Task requirements -
From top to bottom, return the records that follow exactly.
━━━
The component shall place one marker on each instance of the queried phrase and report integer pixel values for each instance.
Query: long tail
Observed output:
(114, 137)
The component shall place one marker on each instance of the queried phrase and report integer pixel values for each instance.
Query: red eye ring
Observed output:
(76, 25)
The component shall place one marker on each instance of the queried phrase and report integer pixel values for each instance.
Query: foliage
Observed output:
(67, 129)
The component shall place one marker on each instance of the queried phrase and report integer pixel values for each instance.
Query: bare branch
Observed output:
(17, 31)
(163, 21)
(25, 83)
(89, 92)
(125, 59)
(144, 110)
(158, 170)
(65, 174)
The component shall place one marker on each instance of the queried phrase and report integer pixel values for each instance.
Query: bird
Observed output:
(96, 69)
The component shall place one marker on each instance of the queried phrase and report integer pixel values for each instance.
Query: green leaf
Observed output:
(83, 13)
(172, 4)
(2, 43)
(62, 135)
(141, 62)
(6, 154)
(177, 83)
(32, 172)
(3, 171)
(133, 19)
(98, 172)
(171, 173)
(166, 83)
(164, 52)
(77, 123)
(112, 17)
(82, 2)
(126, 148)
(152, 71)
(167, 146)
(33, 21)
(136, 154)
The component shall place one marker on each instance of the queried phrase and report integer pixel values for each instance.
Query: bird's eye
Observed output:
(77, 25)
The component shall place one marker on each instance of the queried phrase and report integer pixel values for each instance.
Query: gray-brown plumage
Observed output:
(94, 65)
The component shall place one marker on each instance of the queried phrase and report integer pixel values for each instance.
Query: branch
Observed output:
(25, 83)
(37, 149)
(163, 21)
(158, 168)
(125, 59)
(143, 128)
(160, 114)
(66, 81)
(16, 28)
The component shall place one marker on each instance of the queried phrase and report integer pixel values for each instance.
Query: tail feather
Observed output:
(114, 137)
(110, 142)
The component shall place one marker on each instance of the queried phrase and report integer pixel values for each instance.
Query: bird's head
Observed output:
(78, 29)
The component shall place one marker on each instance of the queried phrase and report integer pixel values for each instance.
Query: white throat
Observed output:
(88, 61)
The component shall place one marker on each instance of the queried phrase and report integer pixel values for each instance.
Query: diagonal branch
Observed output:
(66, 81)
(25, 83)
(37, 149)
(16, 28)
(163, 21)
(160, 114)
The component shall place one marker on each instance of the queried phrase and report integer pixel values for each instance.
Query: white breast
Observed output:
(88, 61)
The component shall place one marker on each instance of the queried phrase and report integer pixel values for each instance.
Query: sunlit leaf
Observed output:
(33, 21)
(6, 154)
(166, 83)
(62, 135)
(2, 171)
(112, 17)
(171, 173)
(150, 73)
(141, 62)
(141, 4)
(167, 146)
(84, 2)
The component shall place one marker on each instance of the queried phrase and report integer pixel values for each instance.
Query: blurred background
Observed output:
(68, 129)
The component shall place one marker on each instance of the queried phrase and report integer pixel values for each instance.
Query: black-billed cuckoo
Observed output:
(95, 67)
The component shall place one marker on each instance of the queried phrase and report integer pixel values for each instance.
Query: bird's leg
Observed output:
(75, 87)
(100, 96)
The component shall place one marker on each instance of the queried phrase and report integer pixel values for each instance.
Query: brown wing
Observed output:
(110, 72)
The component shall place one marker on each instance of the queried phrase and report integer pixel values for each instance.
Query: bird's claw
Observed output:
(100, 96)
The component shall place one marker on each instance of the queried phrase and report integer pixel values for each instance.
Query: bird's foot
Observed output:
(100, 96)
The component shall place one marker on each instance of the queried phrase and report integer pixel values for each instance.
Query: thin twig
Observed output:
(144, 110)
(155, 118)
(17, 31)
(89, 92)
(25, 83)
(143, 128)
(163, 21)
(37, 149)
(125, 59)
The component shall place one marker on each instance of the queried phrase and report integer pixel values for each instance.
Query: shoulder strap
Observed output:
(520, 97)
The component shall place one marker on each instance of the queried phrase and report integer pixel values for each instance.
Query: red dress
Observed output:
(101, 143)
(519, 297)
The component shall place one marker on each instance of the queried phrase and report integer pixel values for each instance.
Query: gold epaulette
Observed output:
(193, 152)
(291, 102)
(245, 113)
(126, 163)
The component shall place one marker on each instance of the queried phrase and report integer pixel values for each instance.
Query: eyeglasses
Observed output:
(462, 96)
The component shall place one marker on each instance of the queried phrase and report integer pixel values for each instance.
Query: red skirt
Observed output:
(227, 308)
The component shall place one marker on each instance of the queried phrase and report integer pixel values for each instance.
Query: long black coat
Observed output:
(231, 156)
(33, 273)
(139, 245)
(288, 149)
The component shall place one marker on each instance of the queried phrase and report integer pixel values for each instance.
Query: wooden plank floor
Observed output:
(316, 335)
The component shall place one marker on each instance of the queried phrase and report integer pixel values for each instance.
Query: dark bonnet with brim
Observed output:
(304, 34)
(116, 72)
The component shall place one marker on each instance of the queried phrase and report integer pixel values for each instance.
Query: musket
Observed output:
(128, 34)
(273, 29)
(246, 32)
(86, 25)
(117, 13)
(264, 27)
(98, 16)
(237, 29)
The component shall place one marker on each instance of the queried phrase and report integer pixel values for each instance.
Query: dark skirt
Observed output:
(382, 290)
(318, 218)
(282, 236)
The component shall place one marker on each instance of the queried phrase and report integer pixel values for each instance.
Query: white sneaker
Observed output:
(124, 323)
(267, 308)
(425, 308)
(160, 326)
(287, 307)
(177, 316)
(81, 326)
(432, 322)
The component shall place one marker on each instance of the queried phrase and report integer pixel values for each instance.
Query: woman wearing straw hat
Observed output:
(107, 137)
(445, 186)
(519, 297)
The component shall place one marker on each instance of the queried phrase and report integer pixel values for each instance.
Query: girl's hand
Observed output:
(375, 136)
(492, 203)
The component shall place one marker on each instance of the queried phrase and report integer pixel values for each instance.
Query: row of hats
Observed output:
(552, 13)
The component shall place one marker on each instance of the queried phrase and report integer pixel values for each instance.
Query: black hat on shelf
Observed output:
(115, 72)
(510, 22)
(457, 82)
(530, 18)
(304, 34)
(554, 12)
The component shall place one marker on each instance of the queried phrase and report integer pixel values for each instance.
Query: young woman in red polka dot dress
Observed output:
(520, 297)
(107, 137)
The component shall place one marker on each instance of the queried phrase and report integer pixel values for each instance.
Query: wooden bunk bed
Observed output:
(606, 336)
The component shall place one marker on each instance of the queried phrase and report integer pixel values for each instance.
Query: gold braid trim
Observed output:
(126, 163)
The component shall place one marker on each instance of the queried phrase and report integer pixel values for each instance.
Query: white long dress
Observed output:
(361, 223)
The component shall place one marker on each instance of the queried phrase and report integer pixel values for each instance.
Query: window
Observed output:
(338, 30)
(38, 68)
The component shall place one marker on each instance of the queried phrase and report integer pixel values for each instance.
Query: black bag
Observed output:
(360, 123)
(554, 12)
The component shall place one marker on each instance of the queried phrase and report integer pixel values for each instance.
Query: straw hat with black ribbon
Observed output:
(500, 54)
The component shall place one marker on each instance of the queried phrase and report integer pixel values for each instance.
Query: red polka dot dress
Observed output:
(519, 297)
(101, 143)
━━━
Response box -
The component shall place one marker on each instance of the queried phrase and report integer pixel values for each instance.
Query: long tail
Observed output:
(114, 137)
The component shall place one marker on each instance of the queried phrase and report integer pixel values for each instance.
Query: red eye ring
Observed output:
(76, 25)
The component shall place one marker on each instance of the queried phrase and report integer pixel values for each instance.
Query: foliage
Observed output:
(67, 129)
The component shall place one marker on each instance of the queried phrase and report integer pixel values for each instance.
Query: bare branch
Observed output:
(17, 31)
(163, 21)
(25, 83)
(89, 92)
(125, 59)
(144, 110)
(158, 170)
(65, 174)
The component shall place one marker on each instance of the queried phrase and report integer pixel values for each instance.
Query: bird
Observed output:
(96, 69)
The component shall place one marker on each instance of the queried phrase and report integer pixel values for each instance.
Query: green leaf
Observed output:
(83, 13)
(172, 4)
(2, 43)
(62, 135)
(141, 62)
(6, 154)
(177, 83)
(32, 172)
(3, 171)
(133, 19)
(98, 172)
(171, 173)
(166, 83)
(164, 52)
(77, 123)
(112, 17)
(82, 2)
(126, 148)
(152, 71)
(167, 146)
(33, 21)
(136, 154)
The component shall place one marker on each instance of the queried phrase and report integer pixel values for each instance.
Query: bird's eye
Observed output:
(77, 25)
The component shall place one marker on each instance of the queried phrase and report integer pixel values for each instance.
Query: gray-brown plumage
Observed output:
(94, 65)
The component shall place one marker on each instance of the queried phrase and report integer pixel values for each instance.
Query: branch
Observed output:
(25, 83)
(37, 149)
(163, 21)
(158, 168)
(125, 59)
(143, 128)
(160, 114)
(66, 81)
(16, 28)
The component shall place one marker on each instance of the queried phrase and report integer pixel values for each instance.
Query: tail feather
Observed output:
(114, 137)
(110, 142)
The component shall place one marker on each instance of the queried phrase and report integer pixel values for each instance.
Query: bird's head
Observed output:
(78, 29)
The component shall place one marker on each instance of the queried phrase and report integer pixel values for each instance.
Query: white throat
Observed output:
(88, 61)
The component shall place one marker on each instance of the queried phrase and report integer pixel values for each instance.
Query: diagonal branch
Observed output:
(66, 81)
(25, 83)
(37, 149)
(16, 28)
(163, 21)
(160, 114)
The component shall place one marker on each instance of the queried phrase and report integer pixel values for each instance.
Query: white breast
Observed output:
(88, 61)
The component shall place one marker on each instance of the queried phrase and report integer pixel values for each instance.
Query: sunlit leaf
Observed output:
(33, 21)
(6, 154)
(166, 83)
(62, 135)
(2, 171)
(112, 17)
(171, 173)
(150, 73)
(141, 62)
(141, 4)
(167, 146)
(84, 2)
The component shall place one marker on each instance of the queried phrase and report integer pixel values for each instance.
Query: blurred background
Observed output:
(68, 129)
The component shall place one marker on each instance of the queried phrase and report integer pixel values for each instance.
Query: black-billed cuckoo
Observed output:
(95, 67)
The component shall place one marker on each instance of the queried phrase and report integer pixel values for each instance.
Query: bird's leg
Observed output:
(75, 87)
(100, 96)
The component shall place one marker on each instance of the queried phrase and report integer pixel values for each instance.
Query: brown wing
Observed output:
(110, 72)
The component shall place one marker on each instance of the queried phrase and report integer pixel values for each instance.
Query: bird's claw
Observed output:
(100, 96)
The component shall place one marker on each instance of the queried phrase and report integer pixel values for each instance.
Query: bird's foot
Observed output:
(100, 96)
The component shall place one marker on each instance of the queried phrase and report integer pixel values for each instance.
Query: thin twig
Observed output:
(144, 110)
(155, 118)
(17, 31)
(89, 92)
(25, 83)
(143, 128)
(163, 21)
(37, 149)
(125, 59)
The component shall place one marker on each instance of the queried phrase and report integer pixel values for each instance.
Query: shoulder strap
Observed output:
(520, 97)
The component shall place one marker on each instance of the queried phrase and report integer pixel values for each instance.
Query: red dress
Observed output:
(101, 143)
(519, 297)
The component shall place one marker on each instance of the queried phrase and report integer pixel values for each instance.
Query: gold epaulette
Observed output:
(193, 152)
(291, 102)
(245, 113)
(126, 163)
The component shall place one marker on each instance of the queried phrase and report integer pixel values for each instance.
Query: eyeglasses
Observed output:
(462, 96)
The component shall place one marker on each instance of the queried phrase and report integer pixel values for each instance.
Query: red skirt
Observed output:
(227, 308)
The component shall place one marker on each instance of the queried phrase and report integer pixel values for each instance.
Query: long black coat
Observed output:
(231, 156)
(33, 273)
(139, 245)
(288, 149)
The component shall place one marker on each instance of the queried phrase and report integer pixel values for each instance.
Query: wooden plank floor
Observed output:
(316, 335)
The component shall place one marker on each instance of the queried phrase and report integer pixel values for each instance.
Query: dark bonnet with brim
Observed output:
(304, 34)
(116, 72)
The component shall place one marker on each instance of the queried phrase and report integer pixel values for each instance.
Query: musket
Observed output:
(128, 34)
(273, 29)
(246, 32)
(86, 25)
(117, 13)
(264, 27)
(98, 16)
(237, 29)
The component shall place one marker on each instance of the queried phrase and report integer pixel values for each instance.
Query: dark skirt
Observed output:
(382, 290)
(318, 218)
(282, 236)
The component shall place one marker on each instance of the queried phrase and report integer pixel values for each instance.
Query: white sneaker
Observed output:
(124, 323)
(267, 308)
(425, 308)
(160, 326)
(287, 307)
(177, 316)
(81, 326)
(432, 322)
The component shall place one marker on each instance of the queried phrase and report integer pixel values for each instance.
Query: woman wearing straw hat
Observed output:
(107, 137)
(445, 186)
(519, 297)
The component shall place one marker on each instance of the queried phrase and report integer pixel values for each instance.
Query: girl's hand
Observed output:
(375, 136)
(492, 203)
The component shall place one marker on each instance of the queried phrase and report integer pixel values for each instance.
Query: row of hats
Observed output:
(552, 13)
The component shall place one marker on each instance of the queried phrase and report integer pixel values for each instance.
Query: black hat on shelf
Observed output:
(115, 72)
(510, 22)
(457, 82)
(530, 18)
(304, 34)
(554, 12)
The component shall place one marker on each instance of the queried phrase and report integer pixel values for each instance.
Query: young woman in red polka dot dress
Observed output:
(520, 297)
(107, 137)
The component shall place one marker on each instance of the queried phrase and report integer pixel values for each instance.
Query: wooden bunk bed
Observed output:
(606, 336)
The component shall place one marker on each instance of the queried phrase and report integer pixel values for each instance.
Query: gold braid trim
Observed output:
(126, 163)
The component shall place one marker on each instance of the queried phrase and report integer pixel values for each instance.
Query: white long dress
Observed output:
(361, 223)
The component shall place one marker on each instance of the queried phrase and report integer pixel values for each instance.
Query: window
Observed output:
(338, 30)
(38, 68)
The component shall place one marker on each instance of the queried phrase and report integer pixel values for each instance.
Query: black bag
Observed output:
(360, 123)
(554, 12)
The component shall place one marker on each instance of the queried phrase and report integer pixel values for each instance.
Query: straw hat with black ribbon
Observed output:
(500, 54)
The component shall place one marker on each instance of the queried phrase and report integer pixel values for each instance.
Query: red polka dot dress
Observed output:
(519, 297)
(101, 143)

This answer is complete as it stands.